(Blocco di testo)

────────────────

18 Giugno 2023

Burson: il grande rosso della bassa Romagna

Parliamo di Romagna. Lo vogliamo fare perché appena finita l’emergenza c’è da rimettere in piedi il quotidiano anche delle molte aziende che hanno sofferto la sciagura di questa alluvione.
Parliamo di Romagna e parliamo di vino. Lo vogliamo fare in maniera insolita tralasciando il fresco Sangiovese cantato nelle ballate di liscio ma concentrandosi su il vino rosso tenace della bassa poco conosciuto ai più.
Un viaggio nella Romagna post alluvione per raccontarvi che anche in campo enologico questa terra gioviale e famosa per le vacanze estive ha nel suo paniere un vino che merita molto di più.


Siamo in quella che localmente è detta “la bassa” e stare pianura non è semplice come sembra e non solo per i rischi idrogeologici.
Certo il terreno è più facile da lavorare, si fatica meno che in collina ma la brezza arriva di meno, la nebbia ristagna e il caldo estivo non trova refrigerio.
Una pianura un tempo malsana figlia delle bonifiche dove però la terra e feconda e quasi magica.
In
un pezzo di questa pianura, quella che ha come epicentro il paese di Bagnacavallo in Romagna, oltre i frutteti sterminati nasce uno dei vini forse meno noti e valorizzati d’Italia.
In questo fazzoletto di terra romagnola  l’uva Longanesi ha trovato il modo di sfidare il clima e lo spazio per regalare, a chi sa cercare, un grande rosso di pianura: il Bursôn. 


Lo sconosciuto che sconfigge sua maestà Brunello

Ancora mi meraviglio come nel 2019 questo vino capace di gareggiare con un re della viticultura italiana come il Brunello (e spesso, aggiungo, vincere nelle degustazioni alla cieca) sia ancora sconosciuto a tanti amanti del vino che girano l’Italia in cerca di “chicche” enologiche.
Il  Bursôn mi è capitato di cercarlo e chiederlo fuori dalla zona di produzione, una manciata di ettari (200 circa) divisi tra 18 aziende.
Niente, nessuno sapeva cosa fosse e mi guardavano come fossi un marziano.
Il Bursôn sfugge ad ogni logica accademica per quel suo modo graffiante di invecchiare, di raccontare la propria terra sincera di straripante allegria.
Resta un vino ottimo che merita molta più fama dell’attuale.

Daniele Longanesi, figlio dello scopritore della vigna

Burson e l’uva Longanesi dall’acino verde

“Il Bursôn” era il soprannome di Antonio Longanesi che negli anni ’40 del secolo scorso notò come abbracciata alla grande quercia che sorgeva (e ancora sorge) nell’aia del suo podere crescesse rigogliosa una vite i cui frutti erano un gioioso pasto per tanti uccelli.
Un’uva forte, dal grappolo compatto, con quell’unico acino verde che rimane alla fine della tardiva maturazione.

Sergio Ragazzini, l’enologo del Burson

La prima vigna arrivò nel 1956 e nel 2000, quell’uva,  è stata iscritta al Registro delle Varietà con il nome di Uva Longanesi. Ma c’è voluto del tempo perché il  Burson trovasse la sua strada.

────────────────

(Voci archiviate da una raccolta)

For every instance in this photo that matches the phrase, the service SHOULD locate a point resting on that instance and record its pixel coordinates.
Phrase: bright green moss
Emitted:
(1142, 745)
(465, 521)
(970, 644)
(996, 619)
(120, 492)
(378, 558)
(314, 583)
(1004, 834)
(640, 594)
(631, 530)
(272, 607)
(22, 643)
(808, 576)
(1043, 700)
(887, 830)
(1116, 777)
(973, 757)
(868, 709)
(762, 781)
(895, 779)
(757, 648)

────────────────

(Consegna) Continua il testo sul vino Bursôn della bassa Romagna a partire dalla sua ultima frase. L'elenco è materiale a sé, separato dal testo.

(Risposta scritta)
Alle soglie del 2000, precisamente nel 1997, l’enologo Sergio Ragazzini portò sul mercato le prime bottiglie.
Il resto è storia, poco conosciuta ai più: Consorzio per la tutela creato nel 1999 a Bagnacavallo e tante iniziative. Eppure il Bursôn non ha la fortuna che merita ed è sconosciuto ai più.

Burson il re dei polifenoli

Colpa dei numeri, come sempre accade in una società come la nostra, dove sono quest’ultimi a fare  la differenza. Numeri che attirano investimenti e con questi anche la giusta comunicazione.
Ma grandi numeri il Burson li ha lo stesso. Quasi 40g di estratto secco al litro rispetto al 28-30 del Sangiovese, per non parlare della quantità dei polifenoli totali tanto importanti per l’organismo umano.

Oggi il medagliere delle aziende produttrici di Burson è ben fornito. Eppure questo vino forte e longevo rimane troppo spesso confinato nel suo perimetro di origine.
Difficilmente scavalca gli Appennini anche se vola in paesi lontani dove si guarda meno all’etichetta blasonata ma più alla bontà del vino.


Il Burson oggi

Due le etichette: quella Blu un Burson di pronta beva più “semplice” ma non privo delle sue caratteristiche principali con un bel  frutto fresco, profumo di viola e prugna, more, mirtilli adatto a grigliate ma anche a paste al sugo e quella Nera, il grande Burson.

Uve raccolte in tempi diversi e fatte appassire, passaggio in tonneau per circa 2 anni. Regala atmosfere preziose di grande fascino, dove le nota di prugna si fa più intensa, matura, cioccolato, eleganti noti speziate. Tannini che evolvono magnificamente.
Un vino che, anno dopo anno, si ammorbidisce senza perdere freschezza, acquistando la rotondità dell’età.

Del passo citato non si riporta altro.